● **What to work on**:
1. From the forum thread about reading a velocity-time graph, list each distinct quantity written with a unit.
2. Using the forum thread about reading a velocity-time graph, decide whether each statement agrees with it. Answer yes or no, and quote the deciding words from the thread. (a) Each little square on the graph stands for 2m. (b) The horizontal grid lines are spaced at 1 second intervals. (c) On a velocity-time graph, the distance traveled is the area under the graph line.
3. Write the next post in the forum thread about reading a velocity-time graph, picking up after its last post.

Need help with the interpretation of this v(t) graph

[haruspex]

The last point is to calculate the distance traveled by objects.
it is said that should calculate the surface area

Yes, in a velocity-time graph the distance traveled is given by the 'area' under the graph line. But the area of each square means the product of the coordinate intervals.
Here, the vertical grid lines are at 1 second intervals and the horizontal grid lines at intervals of 2m/s, so each little square represents 1 second x 2m/s = 2m.

 

[gladidi]

Yes, in a velocity-time graph the distance traveled is given by the 'area' under the graph line. But the area of each square means the product of the coordinate intervals.
Here, the vertical grid lines are at 1 second intervals and the horizontal grid lines at intervals of 2m/s, so each little square represents 1 second x 2m/s = 2m.

Is this right way to solve this? example 35*2+8/2*2?

 

[haruspex]

Is this right way to solve this? example 35*2+8/2*2?

● **Data**:
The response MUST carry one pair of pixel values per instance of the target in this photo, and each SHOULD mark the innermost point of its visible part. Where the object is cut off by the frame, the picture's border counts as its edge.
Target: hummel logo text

● **Results**:
1. 1 second, 2m/s, 2m

2.
(a) Yes: "so each little square represents 1 second x 2m/s = 2m."
(b) No: "the horizontal grid lines at intervals of 2m/s"
(c) Yes: "in a velocity-time graph the distance traveled is given by the 'area' under the graph line"

3.
That is the right answer. I cannot tell whether you are expected to do it by counting squares are algebraically. I would use standard formulae for areas of rectangles and triangles.

 

[gladidi]

That is the right answer. I cannot tell whether you are expected to do it by counting squares are algebraically. I would use standard formulae for areas of rectangles and triangles.

35*2+8/2*2? is 78m but it's not right..

 

[haruspex]

35*2+8/2*2? is 78m but it's not right..

You want the distance for the whole 8 seconds, right?
In the first 4 seconds the average speed is (3+12)/2=7.5m/s. Over four seconds that covers 30m.
For the remaining 4 seconds the speed is 12m/s, giving a distance of 48m.
30m+48m=78m.